Every entry here needs to be repeated exactly.

───── SOURCE MATERIAL ─────

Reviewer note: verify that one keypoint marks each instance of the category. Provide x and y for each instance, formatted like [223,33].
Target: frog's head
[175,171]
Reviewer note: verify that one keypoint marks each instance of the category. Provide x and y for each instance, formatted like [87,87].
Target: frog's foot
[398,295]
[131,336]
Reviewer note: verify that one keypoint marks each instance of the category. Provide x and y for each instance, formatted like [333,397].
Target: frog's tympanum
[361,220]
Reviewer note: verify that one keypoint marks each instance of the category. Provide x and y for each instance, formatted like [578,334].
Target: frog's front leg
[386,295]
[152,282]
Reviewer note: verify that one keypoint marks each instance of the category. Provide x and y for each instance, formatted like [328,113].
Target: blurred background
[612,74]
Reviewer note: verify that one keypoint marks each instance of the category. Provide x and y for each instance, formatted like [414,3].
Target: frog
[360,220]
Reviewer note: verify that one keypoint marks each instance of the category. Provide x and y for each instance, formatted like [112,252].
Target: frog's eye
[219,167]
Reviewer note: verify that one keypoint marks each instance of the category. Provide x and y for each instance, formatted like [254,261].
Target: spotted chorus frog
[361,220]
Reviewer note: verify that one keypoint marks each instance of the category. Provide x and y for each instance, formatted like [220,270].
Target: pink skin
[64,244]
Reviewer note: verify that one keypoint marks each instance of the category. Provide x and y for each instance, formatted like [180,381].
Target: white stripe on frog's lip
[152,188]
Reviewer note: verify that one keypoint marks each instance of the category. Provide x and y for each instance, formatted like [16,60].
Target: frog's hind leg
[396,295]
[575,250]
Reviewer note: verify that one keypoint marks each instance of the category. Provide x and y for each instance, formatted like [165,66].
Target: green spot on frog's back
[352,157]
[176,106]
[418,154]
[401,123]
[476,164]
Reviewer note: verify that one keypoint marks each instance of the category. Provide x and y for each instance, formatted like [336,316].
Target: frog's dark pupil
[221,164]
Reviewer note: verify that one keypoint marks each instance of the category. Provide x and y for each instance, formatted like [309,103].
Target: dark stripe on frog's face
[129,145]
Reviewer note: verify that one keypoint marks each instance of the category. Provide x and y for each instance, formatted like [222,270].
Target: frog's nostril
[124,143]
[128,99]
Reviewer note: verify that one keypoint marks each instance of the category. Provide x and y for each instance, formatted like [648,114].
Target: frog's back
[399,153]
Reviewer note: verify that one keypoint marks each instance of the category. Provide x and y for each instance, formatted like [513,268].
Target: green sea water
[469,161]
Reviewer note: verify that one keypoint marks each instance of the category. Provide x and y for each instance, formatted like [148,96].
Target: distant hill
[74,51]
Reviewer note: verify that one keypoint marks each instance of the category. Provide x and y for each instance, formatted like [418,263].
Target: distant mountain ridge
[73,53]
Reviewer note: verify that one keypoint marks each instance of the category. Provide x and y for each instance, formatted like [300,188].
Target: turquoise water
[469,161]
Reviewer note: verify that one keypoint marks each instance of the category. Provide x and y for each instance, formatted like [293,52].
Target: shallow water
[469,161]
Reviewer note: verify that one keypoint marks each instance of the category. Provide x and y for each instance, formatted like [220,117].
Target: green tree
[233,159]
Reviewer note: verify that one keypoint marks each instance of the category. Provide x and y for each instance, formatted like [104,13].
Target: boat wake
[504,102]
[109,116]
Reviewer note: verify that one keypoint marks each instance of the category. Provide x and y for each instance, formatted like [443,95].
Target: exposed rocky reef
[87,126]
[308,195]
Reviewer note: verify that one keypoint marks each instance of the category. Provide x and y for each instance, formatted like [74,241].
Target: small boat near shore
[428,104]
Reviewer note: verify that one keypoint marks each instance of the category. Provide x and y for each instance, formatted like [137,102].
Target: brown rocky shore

─────

OUTPUT OF THE TASK:
Reviewer note: verify that one keypoint marks each instance of the category. Provide x and y for each instance, formatted like [223,33].
Target: frog's head
[175,171]
Reviewer note: verify that one keypoint marks each instance of the category. Provide x and y for each instance, formatted like [87,87].
Target: frog's foot
[398,295]
[131,336]
Reviewer note: verify that one keypoint marks each instance of the category. Provide x and y for each instance, formatted like [333,397].
Target: frog's tympanum
[361,220]
Reviewer note: verify that one keypoint marks each instance of the category. Provide x and y for each instance, formatted like [578,334].
Target: frog's front leg
[386,295]
[152,282]
Reviewer note: verify that one keypoint marks each instance of the category. Provide x and y for each instance, formatted like [328,113].
Target: blurred background
[612,74]
Reviewer note: verify that one keypoint marks each instance of the category. Provide x and y for each instance, formatted like [414,3].
Target: frog
[360,220]
Reviewer note: verify that one keypoint marks each instance of the category. Provide x and y for each instance, formatted like [112,252].
Target: frog's eye
[219,167]
Reviewer note: verify that one keypoint marks each instance of the category. Provide x and y for each instance, formatted like [254,261].
Target: spotted chorus frog
[361,220]
Reviewer note: verify that one keypoint marks each instance of the category. Provide x and y for each instance, formatted like [220,270].
Target: pink skin
[64,244]
Reviewer note: verify that one keypoint marks each instance of the category. Provide x and y for each instance, formatted like [180,381].
Target: white stripe on frog's lip
[152,188]
Reviewer note: verify that one keypoint marks each instance of the category. Provide x and y for each instance, formatted like [16,60].
Target: frog's hind leg
[396,295]
[575,250]
Reviewer note: verify that one keypoint marks each instance of the category. Provide x and y for each instance, formatted like [165,66].
Target: green spot on frog's back
[352,157]
[176,106]
[418,154]
[401,123]
[476,164]
Reviewer note: verify that one keypoint marks each instance of the category. Provide x and y for each instance, formatted like [336,316].
Target: frog's dark pupil
[221,164]
Reviewer note: verify that one keypoint marks each instance of the category. Provide x and y for each instance, formatted like [309,103].
Target: dark stripe on frog's face
[129,145]
Reviewer note: verify that one keypoint marks each instance of the category. Provide x and y for each instance, formatted like [222,270].
Target: frog's nostril
[124,143]
[128,99]
Reviewer note: verify that one keypoint marks each instance of the category. Provide x and y for each instance, formatted like [648,114].
Target: frog's back
[399,153]
Reviewer note: verify that one keypoint marks each instance of the category. Provide x and y for each instance, formatted like [513,268].
Target: green sea water
[469,161]
Reviewer note: verify that one keypoint marks each instance of the category. Provide x and y for each instance, formatted like [148,96].
Target: distant hill
[74,51]
Reviewer note: verify that one keypoint marks each instance of the category. Provide x and y for each instance, formatted like [418,263].
Target: distant mountain ridge
[73,53]
Reviewer note: verify that one keypoint marks each instance of the category. Provide x and y for each instance, formatted like [300,188].
Target: turquoise water
[469,161]
Reviewer note: verify that one keypoint marks each instance of the category. Provide x and y for each instance, formatted like [293,52].
Target: shallow water
[469,161]
Reviewer note: verify that one keypoint marks each instance of the category. Provide x and y for each instance, formatted like [220,117].
Target: green tree
[233,159]
Reviewer note: verify that one keypoint marks each instance of the category. Provide x and y for each instance, formatted like [104,13].
Target: boat wake
[504,102]
[109,116]
Reviewer note: verify that one keypoint marks each instance of the category. Provide x and y for each instance, formatted like [443,95].
Target: exposed rocky reef
[87,126]
[308,195]
Reviewer note: verify that one keypoint marks each instance of the category. Provide x and y for each instance, formatted like [74,241].
Target: small boat near shore
[428,104]
Reviewer note: verify that one keypoint marks each instance of the category. Provide x and y for each instance, formatted like [137,102].
Target: brown rocky shore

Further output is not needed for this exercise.